**Data for processing:**
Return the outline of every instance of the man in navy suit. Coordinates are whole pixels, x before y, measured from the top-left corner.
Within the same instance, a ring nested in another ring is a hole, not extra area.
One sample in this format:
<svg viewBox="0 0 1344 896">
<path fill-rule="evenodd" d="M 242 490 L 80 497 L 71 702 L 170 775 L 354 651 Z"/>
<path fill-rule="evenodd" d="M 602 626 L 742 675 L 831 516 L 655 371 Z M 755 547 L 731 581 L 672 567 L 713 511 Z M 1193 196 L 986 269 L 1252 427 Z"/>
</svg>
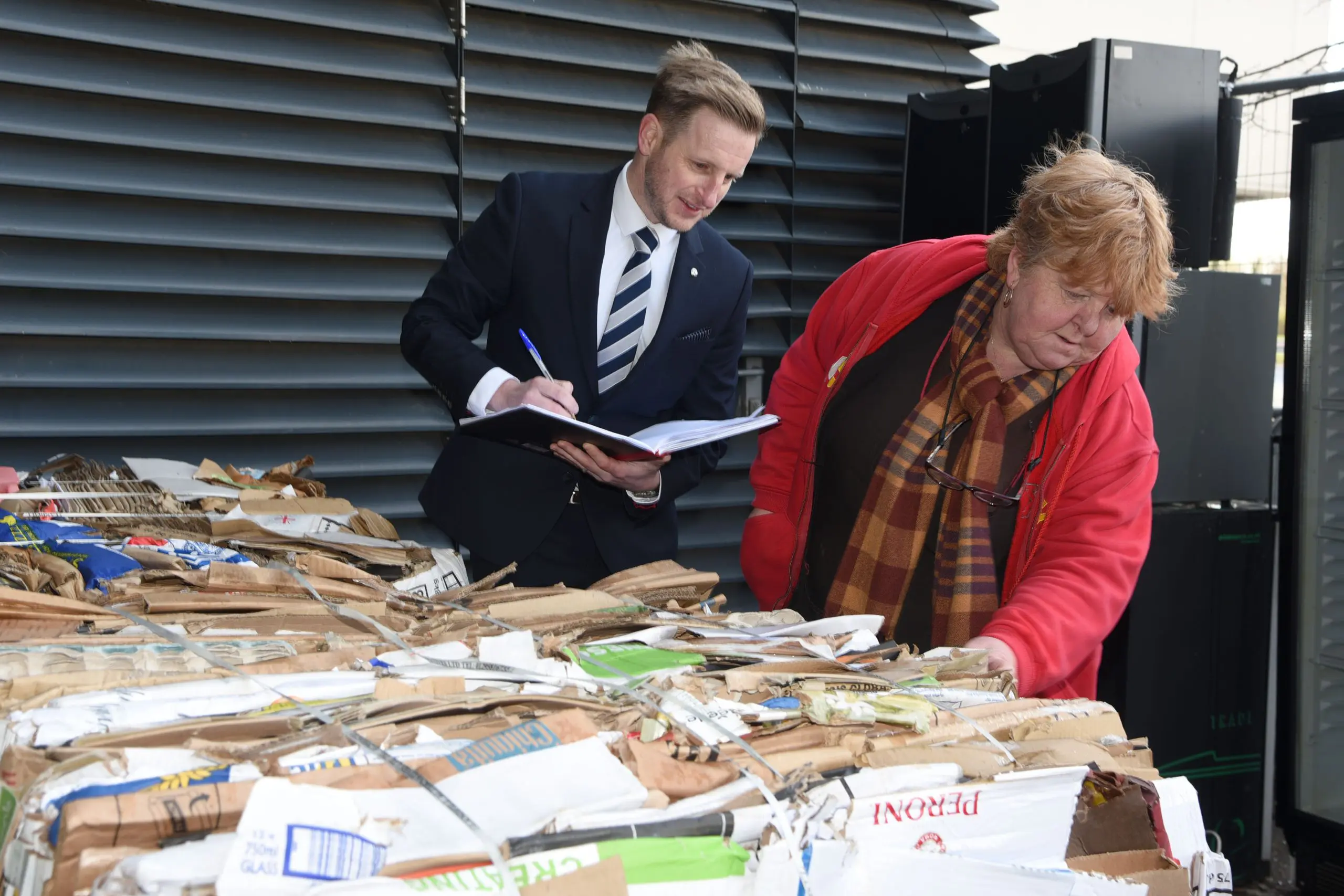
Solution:
<svg viewBox="0 0 1344 896">
<path fill-rule="evenodd" d="M 732 415 L 751 263 L 704 218 L 765 132 L 761 98 L 699 43 L 663 58 L 634 157 L 603 175 L 513 173 L 402 324 L 454 418 L 535 404 L 617 433 Z M 485 351 L 472 340 L 489 322 Z M 524 330 L 555 382 L 519 337 Z M 722 442 L 655 461 L 453 435 L 421 504 L 520 586 L 587 587 L 676 553 L 673 501 Z"/>
</svg>

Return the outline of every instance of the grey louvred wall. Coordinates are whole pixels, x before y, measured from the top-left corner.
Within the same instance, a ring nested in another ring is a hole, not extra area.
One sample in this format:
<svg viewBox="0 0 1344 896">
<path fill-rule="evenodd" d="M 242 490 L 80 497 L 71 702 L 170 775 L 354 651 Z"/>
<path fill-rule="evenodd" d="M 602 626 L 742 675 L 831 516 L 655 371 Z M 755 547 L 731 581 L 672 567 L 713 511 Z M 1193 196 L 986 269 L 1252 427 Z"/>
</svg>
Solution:
<svg viewBox="0 0 1344 896">
<path fill-rule="evenodd" d="M 509 171 L 628 157 L 659 56 L 707 43 L 770 133 L 711 224 L 755 263 L 766 373 L 899 232 L 905 98 L 986 77 L 992 0 L 11 0 L 0 7 L 0 462 L 270 465 L 441 536 L 450 418 L 401 316 Z M 458 172 L 457 63 L 465 75 Z M 461 180 L 460 180 L 461 179 Z M 679 501 L 741 582 L 754 442 Z"/>
</svg>

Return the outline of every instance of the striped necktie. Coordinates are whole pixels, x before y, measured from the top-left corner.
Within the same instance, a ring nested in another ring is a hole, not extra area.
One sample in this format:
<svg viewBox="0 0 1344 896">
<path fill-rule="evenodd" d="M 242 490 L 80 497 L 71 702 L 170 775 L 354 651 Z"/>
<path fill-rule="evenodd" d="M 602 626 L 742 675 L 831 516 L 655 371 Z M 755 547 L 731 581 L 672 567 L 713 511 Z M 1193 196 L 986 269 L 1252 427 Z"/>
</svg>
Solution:
<svg viewBox="0 0 1344 896">
<path fill-rule="evenodd" d="M 634 367 L 634 355 L 644 334 L 644 313 L 649 306 L 653 285 L 653 250 L 659 238 L 649 227 L 632 235 L 634 251 L 616 283 L 616 300 L 606 318 L 606 329 L 597 344 L 597 391 L 605 392 L 624 380 Z"/>
</svg>

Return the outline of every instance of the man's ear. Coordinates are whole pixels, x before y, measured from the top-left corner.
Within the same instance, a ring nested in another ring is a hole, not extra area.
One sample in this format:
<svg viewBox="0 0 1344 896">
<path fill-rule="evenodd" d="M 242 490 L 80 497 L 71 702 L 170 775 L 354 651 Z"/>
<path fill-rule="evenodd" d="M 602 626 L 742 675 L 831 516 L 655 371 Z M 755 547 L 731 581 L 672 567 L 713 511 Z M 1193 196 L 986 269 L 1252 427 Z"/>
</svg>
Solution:
<svg viewBox="0 0 1344 896">
<path fill-rule="evenodd" d="M 660 142 L 663 142 L 663 122 L 652 111 L 645 113 L 644 118 L 640 120 L 638 153 L 652 156 Z"/>
</svg>

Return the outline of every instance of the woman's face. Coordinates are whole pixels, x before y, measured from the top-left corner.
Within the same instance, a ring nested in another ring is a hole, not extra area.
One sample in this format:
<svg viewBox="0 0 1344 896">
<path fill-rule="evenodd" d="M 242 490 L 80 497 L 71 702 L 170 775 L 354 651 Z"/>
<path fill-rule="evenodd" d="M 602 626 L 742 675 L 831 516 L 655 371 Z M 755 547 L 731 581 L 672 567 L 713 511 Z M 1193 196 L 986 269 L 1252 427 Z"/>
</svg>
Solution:
<svg viewBox="0 0 1344 896">
<path fill-rule="evenodd" d="M 1046 265 L 1021 267 L 1017 250 L 1008 257 L 1012 301 L 995 316 L 1004 316 L 999 332 L 1023 364 L 1038 371 L 1058 371 L 1086 364 L 1120 336 L 1125 318 L 1114 312 L 1111 294 L 1099 287 L 1064 279 Z"/>
</svg>

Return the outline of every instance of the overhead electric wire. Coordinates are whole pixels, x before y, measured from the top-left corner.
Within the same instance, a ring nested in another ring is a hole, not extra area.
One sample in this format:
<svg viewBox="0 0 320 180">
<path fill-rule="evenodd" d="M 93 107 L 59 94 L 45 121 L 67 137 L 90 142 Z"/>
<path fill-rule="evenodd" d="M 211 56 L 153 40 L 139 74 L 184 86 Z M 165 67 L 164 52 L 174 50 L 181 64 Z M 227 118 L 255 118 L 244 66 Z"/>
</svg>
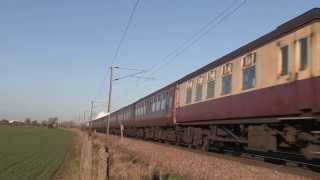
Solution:
<svg viewBox="0 0 320 180">
<path fill-rule="evenodd" d="M 243 0 L 239 5 L 237 5 L 236 7 L 234 6 L 234 3 L 232 3 L 230 6 L 228 6 L 226 9 L 224 9 L 221 13 L 219 13 L 216 17 L 214 17 L 213 19 L 211 19 L 206 25 L 204 25 L 203 27 L 200 28 L 199 31 L 197 31 L 196 33 L 194 33 L 190 39 L 186 40 L 184 43 L 182 43 L 182 45 L 180 45 L 178 48 L 176 48 L 175 50 L 171 51 L 168 55 L 166 55 L 163 59 L 162 62 L 163 64 L 157 65 L 158 67 L 156 67 L 156 65 L 153 65 L 149 72 L 152 72 L 151 70 L 153 70 L 153 72 L 151 73 L 150 76 L 154 75 L 156 72 L 158 72 L 161 68 L 163 68 L 164 66 L 168 65 L 169 63 L 171 63 L 173 59 L 175 59 L 176 57 L 178 57 L 179 55 L 181 55 L 182 53 L 184 53 L 188 48 L 192 47 L 195 43 L 197 43 L 201 38 L 203 38 L 205 35 L 207 35 L 212 29 L 214 29 L 215 27 L 217 27 L 219 24 L 221 24 L 225 19 L 227 19 L 229 16 L 231 16 L 232 14 L 234 14 L 238 9 L 240 9 L 245 3 L 247 2 L 247 0 Z M 215 24 L 213 24 L 215 23 Z"/>
<path fill-rule="evenodd" d="M 124 42 L 124 40 L 125 40 L 125 38 L 126 38 L 126 36 L 127 36 L 129 27 L 130 27 L 130 25 L 131 25 L 131 22 L 132 22 L 134 13 L 135 13 L 135 11 L 136 11 L 136 9 L 137 9 L 137 7 L 138 7 L 139 2 L 140 2 L 140 0 L 137 0 L 137 1 L 135 2 L 134 6 L 133 6 L 133 9 L 132 9 L 132 11 L 131 11 L 131 13 L 130 13 L 130 16 L 129 16 L 127 25 L 126 25 L 126 27 L 125 27 L 125 30 L 123 31 L 123 34 L 122 34 L 122 36 L 121 36 L 121 38 L 120 38 L 120 41 L 119 41 L 119 43 L 118 43 L 118 45 L 117 45 L 117 49 L 116 49 L 116 52 L 115 52 L 115 54 L 114 54 L 114 56 L 113 56 L 113 60 L 112 60 L 111 65 L 114 64 L 114 62 L 116 61 L 116 59 L 117 59 L 117 57 L 118 57 L 120 48 L 121 48 L 121 46 L 122 46 L 122 44 L 123 44 L 123 42 Z"/>
</svg>

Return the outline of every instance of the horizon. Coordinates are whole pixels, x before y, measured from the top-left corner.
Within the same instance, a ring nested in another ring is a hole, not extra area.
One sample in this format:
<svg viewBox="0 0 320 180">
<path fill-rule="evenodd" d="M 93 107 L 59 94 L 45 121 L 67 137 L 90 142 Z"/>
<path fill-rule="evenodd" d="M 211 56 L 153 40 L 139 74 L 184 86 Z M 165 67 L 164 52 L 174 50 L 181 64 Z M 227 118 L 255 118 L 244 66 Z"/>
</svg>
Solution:
<svg viewBox="0 0 320 180">
<path fill-rule="evenodd" d="M 53 116 L 78 120 L 84 110 L 89 110 L 91 100 L 106 99 L 107 67 L 113 61 L 121 67 L 150 69 L 221 9 L 241 1 L 169 2 L 140 2 L 116 60 L 116 45 L 133 1 L 0 2 L 0 22 L 4 26 L 0 30 L 0 120 L 40 121 Z M 154 73 L 156 80 L 115 83 L 112 109 L 131 104 L 320 5 L 319 1 L 294 0 L 287 7 L 287 2 L 248 0 Z M 117 72 L 116 76 L 127 73 Z M 105 109 L 99 106 L 94 113 Z"/>
</svg>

**Task:**
In the records above, find the line containing "Return the outline of every instance of the horizon."; please retype it and every line after it through the last line, exactly and with nothing else.

**Written response:**
Return the outline of every instance of the horizon. Coordinates are whole pixels, x before y, measured from the top-left corner.
Within the same instance, a ring nested in another ring is a hole, not extra area.
One sample in this format:
<svg viewBox="0 0 320 180">
<path fill-rule="evenodd" d="M 93 107 L 59 94 L 45 121 L 67 137 L 90 142 Z"/>
<path fill-rule="evenodd" d="M 211 56 L 153 40 L 139 74 L 184 86 Z M 165 67 L 164 52 L 174 50 L 181 64 Z M 227 118 L 255 118 L 244 66 Z"/>
</svg>
Solution:
<svg viewBox="0 0 320 180">
<path fill-rule="evenodd" d="M 53 116 L 78 120 L 84 110 L 89 110 L 91 100 L 106 99 L 107 67 L 113 61 L 121 67 L 150 69 L 221 9 L 241 1 L 169 2 L 140 2 L 116 60 L 116 45 L 133 1 L 0 2 L 0 22 L 4 26 L 0 30 L 0 120 L 40 121 Z M 154 73 L 156 80 L 115 83 L 112 109 L 131 104 L 320 5 L 319 1 L 294 0 L 287 7 L 287 2 L 248 0 Z M 117 72 L 116 76 L 127 73 Z M 105 109 L 99 106 L 94 113 Z"/>
</svg>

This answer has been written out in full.